__AIM OF THE EXERCISE__:
Rewrite the stretch from "History is a" through "have gaps of many kinds." of the piece on gaps in history, replacing "documentary evidence" with "archival evidence".

__TEXT EXTRACT__:
_ _ _ _ _

Meandering Stream at Lanting (detail), a nanga painting by Suzuki Fuyō, 1806. (PD)
History is a living thing. And like any living thing, it is not perfect– it has gaps of many kinds.
First and foremost, let’s bear in mind– the things that happened in the past, and the things we write about the things that happened in the past, are two things, which we both call history. But they are not the same as each other! And the documentary evidence on which we base those writings can have gaps of many kinds.
One kind of gap is missing or fragmentary records. We need to be careful, of course, because absence of evidence doesn’t equal evidence, and we need to remember that fragmentary doesn’t mean things won’t turn up later. Case in point: the now standard biographical photo of Saito Hajime, on whom I did another thread, had been “lost” in a descendant’s attic for many years. When I began studying 1860s Japan, there were no photos of Saito. Now there are. Long story short, documents turn up, fill the gaps, alter perceptions, and in turn, alter the histories we write.
History, dear reader, is a living thing.
My study of Koike Chikyoku is a case in point, for this. She’s not a famous historical figure by any means– far from it. You really have to dig to find references about her. And yet. And yet! What little I have has grown in the time I’ve known of her.

_ _ _ _ _

__DATA LINES__:
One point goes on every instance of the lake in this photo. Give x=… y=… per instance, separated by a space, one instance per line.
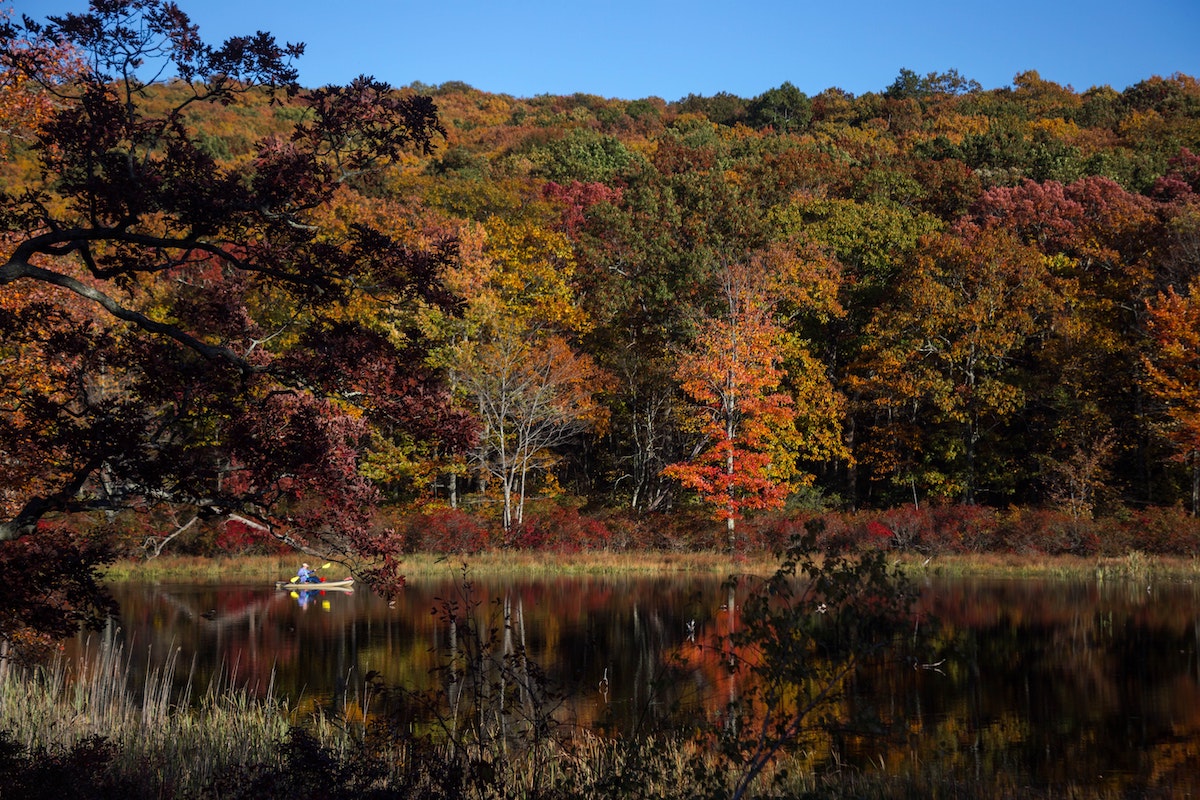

_ _ _ _ _

__SOLUTION FOR THIS PROBLEM__:
History is a living thing. And like any living thing, it is not perfect– it has gaps of many kinds.
First and foremost, let’s bear in mind– the things that happened in the past, and the things we write about the things that happened in the past, are two things, which we both call history. But they are not the same as each other! And the archival evidence on which we base those writings can have gaps of many kinds.